What to produce
Turn the stretch from the line containing "Exercise. Point out the paved" through the last line of the items into a numbered list, leaving out any blank lines.
-- Records provided start --
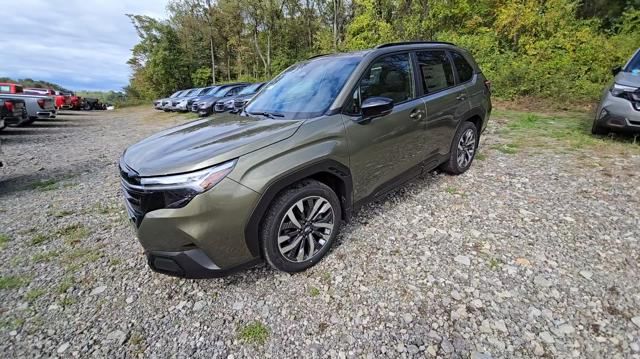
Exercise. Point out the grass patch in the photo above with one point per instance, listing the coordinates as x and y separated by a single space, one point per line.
60 214
74 233
509 149
13 282
44 257
67 283
38 238
254 333
564 130
4 239
84 255
314 292
34 294
495 264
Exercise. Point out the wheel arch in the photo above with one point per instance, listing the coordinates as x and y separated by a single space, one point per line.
330 172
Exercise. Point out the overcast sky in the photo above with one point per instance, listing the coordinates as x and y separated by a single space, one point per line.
80 45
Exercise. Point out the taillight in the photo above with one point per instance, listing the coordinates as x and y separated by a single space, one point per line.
487 84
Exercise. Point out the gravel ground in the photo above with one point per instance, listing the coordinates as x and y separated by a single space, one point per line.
528 254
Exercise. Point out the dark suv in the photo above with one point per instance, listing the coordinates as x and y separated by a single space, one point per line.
324 137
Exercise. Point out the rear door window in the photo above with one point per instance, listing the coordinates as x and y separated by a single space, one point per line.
465 71
436 71
390 76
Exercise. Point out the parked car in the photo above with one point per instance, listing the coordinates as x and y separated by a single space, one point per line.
206 106
7 87
160 103
60 99
324 137
38 107
243 97
185 102
213 95
619 108
13 112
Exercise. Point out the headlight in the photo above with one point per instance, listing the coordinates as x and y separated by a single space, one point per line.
618 90
198 181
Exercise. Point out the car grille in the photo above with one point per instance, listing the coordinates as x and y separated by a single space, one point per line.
138 201
239 104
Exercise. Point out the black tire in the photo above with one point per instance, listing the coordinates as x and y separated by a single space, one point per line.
598 130
452 166
275 215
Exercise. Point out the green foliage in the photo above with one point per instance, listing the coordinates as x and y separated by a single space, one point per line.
13 282
35 83
557 49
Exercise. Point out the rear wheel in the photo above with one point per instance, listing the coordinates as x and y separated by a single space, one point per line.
300 226
598 130
463 149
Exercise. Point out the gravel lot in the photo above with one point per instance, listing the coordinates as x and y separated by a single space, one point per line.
532 253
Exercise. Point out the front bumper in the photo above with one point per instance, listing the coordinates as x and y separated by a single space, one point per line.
203 239
618 114
192 264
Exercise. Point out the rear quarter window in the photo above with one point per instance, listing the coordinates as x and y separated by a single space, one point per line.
465 71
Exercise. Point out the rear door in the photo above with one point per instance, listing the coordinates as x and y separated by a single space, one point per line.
385 150
445 99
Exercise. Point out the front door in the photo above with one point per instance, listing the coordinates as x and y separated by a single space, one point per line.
389 148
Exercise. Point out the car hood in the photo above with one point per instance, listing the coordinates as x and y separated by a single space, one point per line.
628 79
204 143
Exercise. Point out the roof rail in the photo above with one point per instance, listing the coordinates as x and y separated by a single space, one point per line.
319 55
414 43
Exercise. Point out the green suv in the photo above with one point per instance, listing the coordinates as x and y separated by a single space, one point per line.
324 137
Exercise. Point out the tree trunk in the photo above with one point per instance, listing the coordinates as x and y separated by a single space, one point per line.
336 7
255 39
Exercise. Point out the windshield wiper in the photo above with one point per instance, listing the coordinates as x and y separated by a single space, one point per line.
271 115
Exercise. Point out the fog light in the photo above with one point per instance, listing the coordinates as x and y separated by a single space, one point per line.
603 113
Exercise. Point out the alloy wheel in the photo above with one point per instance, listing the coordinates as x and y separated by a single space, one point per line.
466 148
306 228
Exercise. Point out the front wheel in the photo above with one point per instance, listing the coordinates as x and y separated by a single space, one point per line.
463 149
596 129
300 226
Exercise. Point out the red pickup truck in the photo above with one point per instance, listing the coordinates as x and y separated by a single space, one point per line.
6 87
62 101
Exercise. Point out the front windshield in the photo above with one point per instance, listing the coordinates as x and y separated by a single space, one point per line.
304 90
634 64
203 91
250 89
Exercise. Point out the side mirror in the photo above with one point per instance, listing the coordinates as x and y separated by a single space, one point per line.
376 107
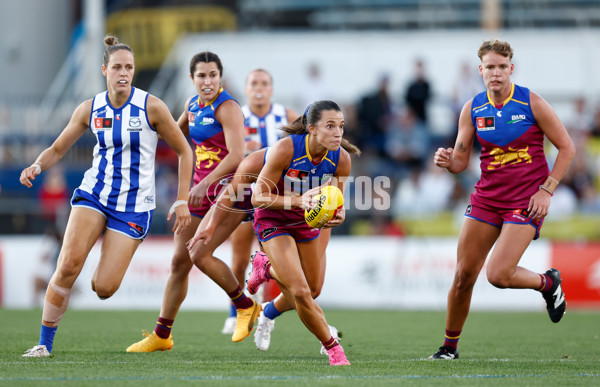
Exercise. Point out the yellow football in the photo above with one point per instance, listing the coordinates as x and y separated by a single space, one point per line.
330 200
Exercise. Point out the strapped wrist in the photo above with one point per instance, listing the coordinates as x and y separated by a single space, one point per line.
177 204
542 187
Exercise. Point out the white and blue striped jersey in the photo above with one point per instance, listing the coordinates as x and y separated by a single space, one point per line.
267 129
122 172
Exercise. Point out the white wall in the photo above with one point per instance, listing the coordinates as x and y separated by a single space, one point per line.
362 272
34 39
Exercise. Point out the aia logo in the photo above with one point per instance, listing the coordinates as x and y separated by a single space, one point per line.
268 232
102 123
521 211
486 123
139 229
191 118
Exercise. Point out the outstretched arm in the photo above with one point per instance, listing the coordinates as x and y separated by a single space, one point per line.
75 128
456 159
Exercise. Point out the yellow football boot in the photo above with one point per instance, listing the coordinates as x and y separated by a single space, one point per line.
151 343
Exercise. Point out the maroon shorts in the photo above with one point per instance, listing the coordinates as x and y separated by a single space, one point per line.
497 216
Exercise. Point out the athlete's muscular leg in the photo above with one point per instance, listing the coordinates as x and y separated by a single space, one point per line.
502 269
181 264
315 283
242 241
117 252
474 243
83 230
202 255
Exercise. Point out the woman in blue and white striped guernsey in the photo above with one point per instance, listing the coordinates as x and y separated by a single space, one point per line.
116 195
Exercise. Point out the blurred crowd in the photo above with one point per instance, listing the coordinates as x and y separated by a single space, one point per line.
393 128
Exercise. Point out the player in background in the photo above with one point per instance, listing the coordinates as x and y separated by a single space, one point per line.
295 169
513 194
263 120
116 195
215 122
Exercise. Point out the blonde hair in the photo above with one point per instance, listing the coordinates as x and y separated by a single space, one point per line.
112 45
495 45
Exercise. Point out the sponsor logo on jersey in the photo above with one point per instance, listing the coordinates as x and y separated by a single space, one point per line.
101 123
486 123
191 118
297 174
516 118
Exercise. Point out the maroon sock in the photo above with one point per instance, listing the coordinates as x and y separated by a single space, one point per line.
451 339
239 299
331 343
163 328
546 283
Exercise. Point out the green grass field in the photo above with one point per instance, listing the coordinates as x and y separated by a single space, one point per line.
384 347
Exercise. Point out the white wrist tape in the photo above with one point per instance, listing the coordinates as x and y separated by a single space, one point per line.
177 204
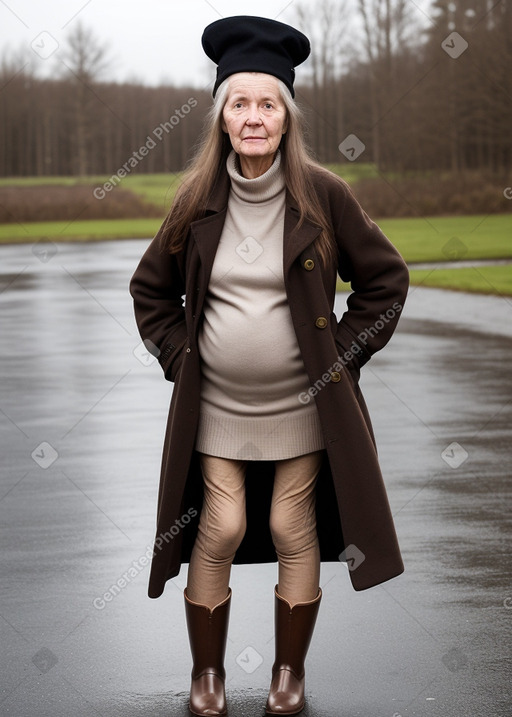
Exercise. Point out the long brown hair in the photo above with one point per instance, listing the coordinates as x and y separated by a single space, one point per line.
210 160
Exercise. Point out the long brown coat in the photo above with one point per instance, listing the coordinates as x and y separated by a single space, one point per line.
352 508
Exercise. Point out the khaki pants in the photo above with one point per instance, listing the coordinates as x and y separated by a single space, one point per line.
222 526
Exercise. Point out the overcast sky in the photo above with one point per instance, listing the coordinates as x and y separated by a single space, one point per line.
153 41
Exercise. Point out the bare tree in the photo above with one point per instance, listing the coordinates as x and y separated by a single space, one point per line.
327 23
85 60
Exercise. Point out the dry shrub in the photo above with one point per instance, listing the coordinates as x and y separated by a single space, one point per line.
57 202
438 195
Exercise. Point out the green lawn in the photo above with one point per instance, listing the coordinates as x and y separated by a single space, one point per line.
481 279
451 238
432 239
157 189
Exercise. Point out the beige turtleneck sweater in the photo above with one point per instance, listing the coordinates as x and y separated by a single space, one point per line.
252 370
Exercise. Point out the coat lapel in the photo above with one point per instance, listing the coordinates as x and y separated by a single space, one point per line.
206 232
296 240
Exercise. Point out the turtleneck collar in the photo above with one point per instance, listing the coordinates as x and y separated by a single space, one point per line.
260 189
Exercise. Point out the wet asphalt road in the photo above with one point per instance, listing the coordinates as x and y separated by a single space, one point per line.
81 429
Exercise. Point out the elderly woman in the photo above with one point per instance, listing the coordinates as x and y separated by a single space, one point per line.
269 451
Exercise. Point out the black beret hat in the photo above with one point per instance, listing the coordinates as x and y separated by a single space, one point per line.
255 44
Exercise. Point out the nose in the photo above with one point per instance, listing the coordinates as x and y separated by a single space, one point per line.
253 115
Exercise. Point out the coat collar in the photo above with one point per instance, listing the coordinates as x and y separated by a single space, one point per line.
206 232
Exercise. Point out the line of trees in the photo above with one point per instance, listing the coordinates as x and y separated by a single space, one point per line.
424 96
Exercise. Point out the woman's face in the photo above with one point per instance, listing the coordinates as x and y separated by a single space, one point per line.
254 116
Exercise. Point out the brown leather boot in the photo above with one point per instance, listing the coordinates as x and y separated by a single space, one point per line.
207 631
294 629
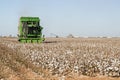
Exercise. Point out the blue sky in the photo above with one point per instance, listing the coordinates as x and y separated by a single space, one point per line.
63 17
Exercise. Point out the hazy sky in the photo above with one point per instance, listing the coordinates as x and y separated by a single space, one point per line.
62 17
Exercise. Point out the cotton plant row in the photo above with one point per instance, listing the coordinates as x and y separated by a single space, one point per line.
89 57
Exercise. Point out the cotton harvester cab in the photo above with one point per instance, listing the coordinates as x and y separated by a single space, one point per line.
29 30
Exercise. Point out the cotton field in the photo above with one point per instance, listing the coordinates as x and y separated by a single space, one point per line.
61 58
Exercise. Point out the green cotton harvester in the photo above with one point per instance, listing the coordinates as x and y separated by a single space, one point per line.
29 30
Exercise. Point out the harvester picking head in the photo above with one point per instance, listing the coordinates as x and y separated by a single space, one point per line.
29 30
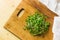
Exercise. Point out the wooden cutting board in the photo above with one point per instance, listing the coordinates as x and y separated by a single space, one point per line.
16 23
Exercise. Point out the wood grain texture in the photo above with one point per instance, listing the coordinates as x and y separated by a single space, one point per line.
16 24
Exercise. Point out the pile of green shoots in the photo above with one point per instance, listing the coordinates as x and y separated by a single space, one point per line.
36 24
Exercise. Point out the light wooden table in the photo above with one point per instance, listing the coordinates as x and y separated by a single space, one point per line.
7 7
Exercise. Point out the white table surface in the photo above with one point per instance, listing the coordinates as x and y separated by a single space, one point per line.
7 7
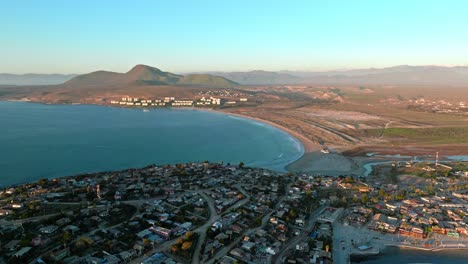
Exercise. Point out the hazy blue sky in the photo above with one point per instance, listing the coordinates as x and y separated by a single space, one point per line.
80 36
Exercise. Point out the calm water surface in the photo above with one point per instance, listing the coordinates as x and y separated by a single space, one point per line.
46 141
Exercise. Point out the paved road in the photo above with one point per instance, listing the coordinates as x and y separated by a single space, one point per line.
202 230
279 258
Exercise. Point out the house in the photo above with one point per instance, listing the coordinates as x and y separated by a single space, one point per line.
-- Records provided end --
Answer to this exercise
1. Exercise. Point out the paved road in the photo above with one point per instance, listing the coordinates as x and y separated by a single space, one point per line.
2. 202 230
3. 279 258
4. Exercise. Point out the house in the photo above with one point per instance, listing the coordinates as x and y separated by a single space, one point per line.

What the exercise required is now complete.